§ 45. Mr. Durant
asked the Secretary of State for Social Services whether he will make a statement regarding the disqualification from sickness benefit caused by late claims, since no specific time limits are mentioned on forms issued by the Department of Health and Social Security.
§ Mr. Deakins
Time limits for claiming incapacity benefits have existed since the start of the scheme. They are necessary because inevitably some of the millions of claims for sickness and invalidity benefit made each year are not well-founded, and action for the proper control of claims can only be taken if the Department is aware of the incapacity430W at an early stage. The National Insurance Advisory Committee has considered the question of time limits on several occasions.
There are various time limits for claiming sickness benefit—within 21 days of the day for which benefit is claimed in the case of a first-ever claim to benefit, within six days for the first claim in any subsequent spell of incapacity, and within 10 days for continuation claims in the same spell of incapacity. There are also special rules for claims from hospital patients and in respect of dependants. These time limits can be extended by the independent adjudicating authorities where good cause for the delay in claiming can be shown.
A warning that benefit may be lost if not claimed promptly is printed in red on the benefit claim form Med 3 and a corresponding but fuller warning is included in the BF11P—a form giving general notes for guidance issued with the first payment of benefit. To go into further detail and set out comprehensively the various time limits which apply would be impracticable in the space available on the Med 3, and, while possible in the case of the BF11P, might be confusing, both because of the detail involved and because benefit will not in fact be lost if good cause for delay can be shown. The BF11P was pruned some years ago because of the evidence that lengthy forms were simply counterproductive. Information on the time limits for claiming benefit is given in the sickness benefit leaflet which is freely available from the Department. I am satisfied that the simple unequivocal warning which appears on forms at present is the most appropriate means of warning people against delay.

→ APPLY WHAT YOU READ
[1] According to the parliamentary answer on sickness benefit time limits, how soon must a first-ever claim be made?
[2] Repeat the sickness benefit answer word for word from "There are various" up to and including "claiming can be shown.".
Use only the text to answer.

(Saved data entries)
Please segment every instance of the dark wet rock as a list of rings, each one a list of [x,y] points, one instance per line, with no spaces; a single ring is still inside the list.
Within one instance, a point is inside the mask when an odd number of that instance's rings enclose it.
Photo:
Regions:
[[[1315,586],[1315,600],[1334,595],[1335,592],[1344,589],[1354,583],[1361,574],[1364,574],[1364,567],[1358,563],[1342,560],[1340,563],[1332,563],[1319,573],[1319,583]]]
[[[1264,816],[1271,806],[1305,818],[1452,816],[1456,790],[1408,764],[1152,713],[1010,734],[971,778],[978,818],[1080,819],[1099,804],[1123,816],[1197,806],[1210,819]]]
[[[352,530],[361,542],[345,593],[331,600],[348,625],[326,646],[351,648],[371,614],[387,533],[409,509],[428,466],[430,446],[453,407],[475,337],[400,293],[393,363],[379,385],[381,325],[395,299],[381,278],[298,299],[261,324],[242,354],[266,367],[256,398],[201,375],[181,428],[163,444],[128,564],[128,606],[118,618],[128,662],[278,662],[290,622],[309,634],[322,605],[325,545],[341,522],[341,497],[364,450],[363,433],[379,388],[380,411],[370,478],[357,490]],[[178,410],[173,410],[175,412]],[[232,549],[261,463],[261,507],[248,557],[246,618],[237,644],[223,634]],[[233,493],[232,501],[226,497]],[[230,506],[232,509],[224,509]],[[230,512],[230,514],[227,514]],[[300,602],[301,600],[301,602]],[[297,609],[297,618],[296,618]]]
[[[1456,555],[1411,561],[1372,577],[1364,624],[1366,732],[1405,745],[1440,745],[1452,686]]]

→ ANSWERS
[1] Within 21 days of the day for which benefit is claimed.

[2]
There are various time limits for claiming sickness benefit—within 21 days of the day for which benefit is claimed in the case of a first-ever claim to benefit, within six days for the first claim in any subsequent spell of incapacity, and within 10 days for continuation claims in the same spell of incapacity. There are also special rules for claims from hospital patients and in respect of dependants. These time limits can be extended by the independent adjudicating authorities where good cause for the delay in claiming can be shown.